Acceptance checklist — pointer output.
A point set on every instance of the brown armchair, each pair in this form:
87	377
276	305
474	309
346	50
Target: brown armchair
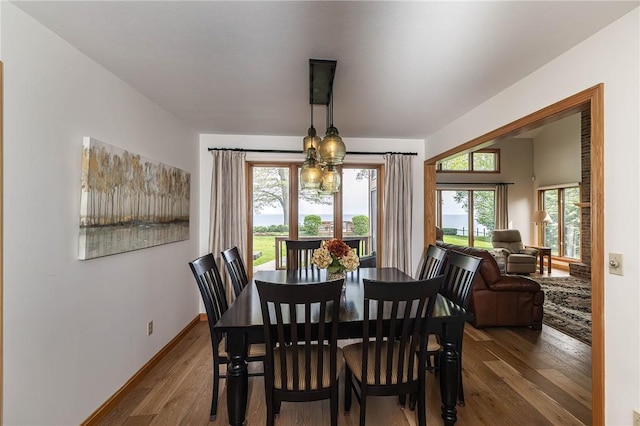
502	300
519	259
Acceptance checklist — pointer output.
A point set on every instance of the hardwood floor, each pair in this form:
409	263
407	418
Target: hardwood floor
512	376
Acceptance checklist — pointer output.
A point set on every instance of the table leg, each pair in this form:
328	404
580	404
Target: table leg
449	370
237	379
549	257
541	263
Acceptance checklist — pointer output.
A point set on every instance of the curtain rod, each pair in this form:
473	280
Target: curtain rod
293	151
475	183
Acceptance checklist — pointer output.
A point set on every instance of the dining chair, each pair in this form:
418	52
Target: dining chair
354	243
431	266
303	360
432	262
236	269
390	358
299	253
213	295
459	272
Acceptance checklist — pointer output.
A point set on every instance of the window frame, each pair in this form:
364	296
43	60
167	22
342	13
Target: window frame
470	215
294	185
560	189
471	169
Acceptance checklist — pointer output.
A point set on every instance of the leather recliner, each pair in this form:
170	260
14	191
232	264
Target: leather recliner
520	259
501	300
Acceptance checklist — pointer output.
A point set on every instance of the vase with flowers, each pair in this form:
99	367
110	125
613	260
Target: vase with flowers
337	257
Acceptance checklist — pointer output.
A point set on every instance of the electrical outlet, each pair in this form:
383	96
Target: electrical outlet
615	263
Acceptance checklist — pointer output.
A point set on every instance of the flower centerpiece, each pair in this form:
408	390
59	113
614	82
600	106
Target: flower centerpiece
337	257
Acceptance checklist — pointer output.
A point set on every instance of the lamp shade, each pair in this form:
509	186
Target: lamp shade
330	181
541	216
332	149
311	172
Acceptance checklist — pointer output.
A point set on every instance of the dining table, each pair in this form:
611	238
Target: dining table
242	324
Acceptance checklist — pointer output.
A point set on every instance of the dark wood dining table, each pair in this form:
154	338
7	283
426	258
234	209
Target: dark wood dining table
242	323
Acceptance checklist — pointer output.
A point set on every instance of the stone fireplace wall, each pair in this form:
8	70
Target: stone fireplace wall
582	269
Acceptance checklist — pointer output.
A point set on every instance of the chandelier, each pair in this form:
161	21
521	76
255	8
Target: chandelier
322	155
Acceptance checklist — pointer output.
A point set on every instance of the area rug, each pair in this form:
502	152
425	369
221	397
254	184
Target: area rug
567	305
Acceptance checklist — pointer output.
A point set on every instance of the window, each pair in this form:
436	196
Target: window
563	234
481	161
466	217
280	210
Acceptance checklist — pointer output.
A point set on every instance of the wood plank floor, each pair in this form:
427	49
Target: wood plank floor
512	376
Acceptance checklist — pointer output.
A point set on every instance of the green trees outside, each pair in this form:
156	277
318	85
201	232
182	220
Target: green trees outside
271	189
483	201
311	224
483	206
360	225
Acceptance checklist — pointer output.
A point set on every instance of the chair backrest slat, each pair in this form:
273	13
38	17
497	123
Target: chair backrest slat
401	314
311	313
460	270
354	243
211	287
236	269
299	253
432	262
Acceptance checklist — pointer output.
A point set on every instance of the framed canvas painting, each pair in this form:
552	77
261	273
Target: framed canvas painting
129	202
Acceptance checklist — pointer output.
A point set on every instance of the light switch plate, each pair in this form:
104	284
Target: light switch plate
615	263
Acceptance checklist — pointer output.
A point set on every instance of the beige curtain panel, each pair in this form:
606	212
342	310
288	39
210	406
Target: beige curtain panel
228	221
398	205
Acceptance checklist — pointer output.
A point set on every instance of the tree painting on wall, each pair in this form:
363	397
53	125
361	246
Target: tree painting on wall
129	202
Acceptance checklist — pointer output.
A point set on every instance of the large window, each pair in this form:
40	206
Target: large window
466	217
280	210
481	161
563	234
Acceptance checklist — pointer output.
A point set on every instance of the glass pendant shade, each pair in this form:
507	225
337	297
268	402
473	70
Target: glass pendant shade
311	172
330	181
311	140
332	150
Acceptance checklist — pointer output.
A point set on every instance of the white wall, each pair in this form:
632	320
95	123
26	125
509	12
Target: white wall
612	57
557	153
295	143
75	331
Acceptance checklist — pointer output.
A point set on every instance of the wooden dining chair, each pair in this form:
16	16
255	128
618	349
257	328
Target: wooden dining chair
432	262
354	243
299	253
301	328
213	295
431	266
390	358
236	269
459	272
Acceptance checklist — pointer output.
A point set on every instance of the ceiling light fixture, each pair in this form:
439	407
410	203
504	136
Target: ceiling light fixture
322	155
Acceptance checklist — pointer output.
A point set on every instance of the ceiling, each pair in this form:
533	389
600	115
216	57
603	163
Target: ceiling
405	69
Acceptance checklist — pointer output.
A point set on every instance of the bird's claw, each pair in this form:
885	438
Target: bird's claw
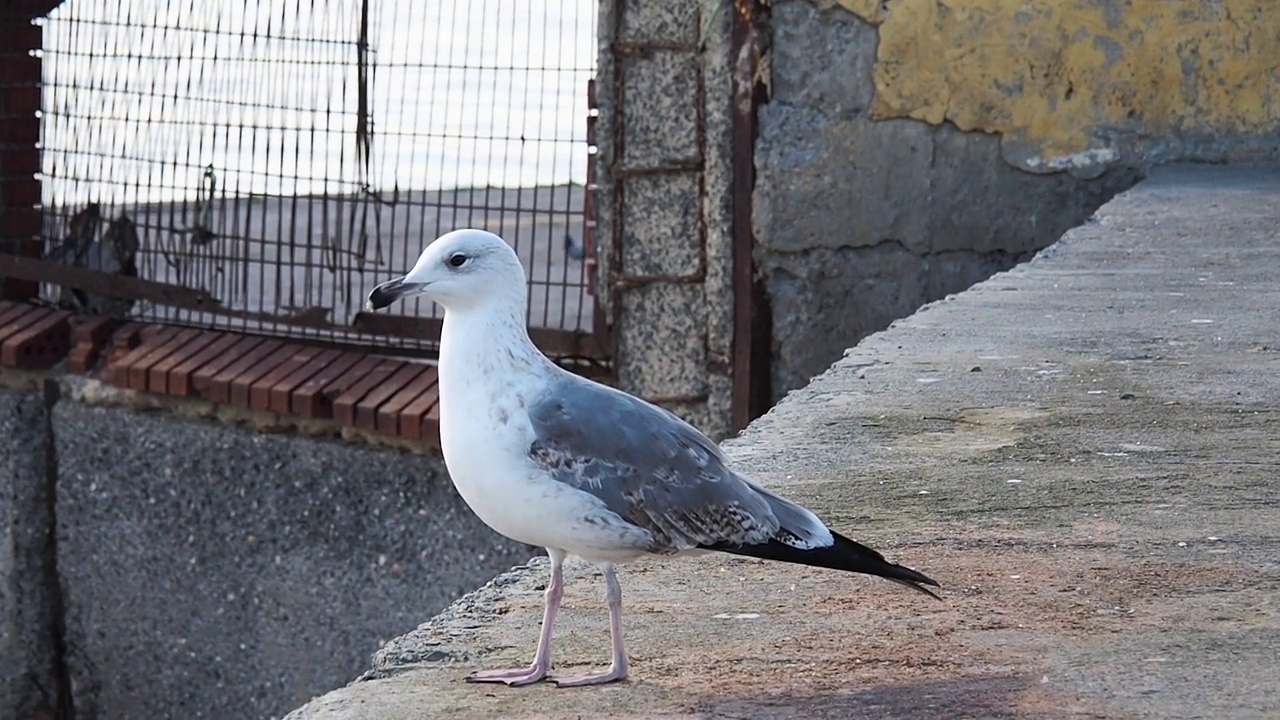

### Work to do
Please count the lines of the material above that contain the word "flowers", treating case as significant, and give only the number.

### Response to this task
2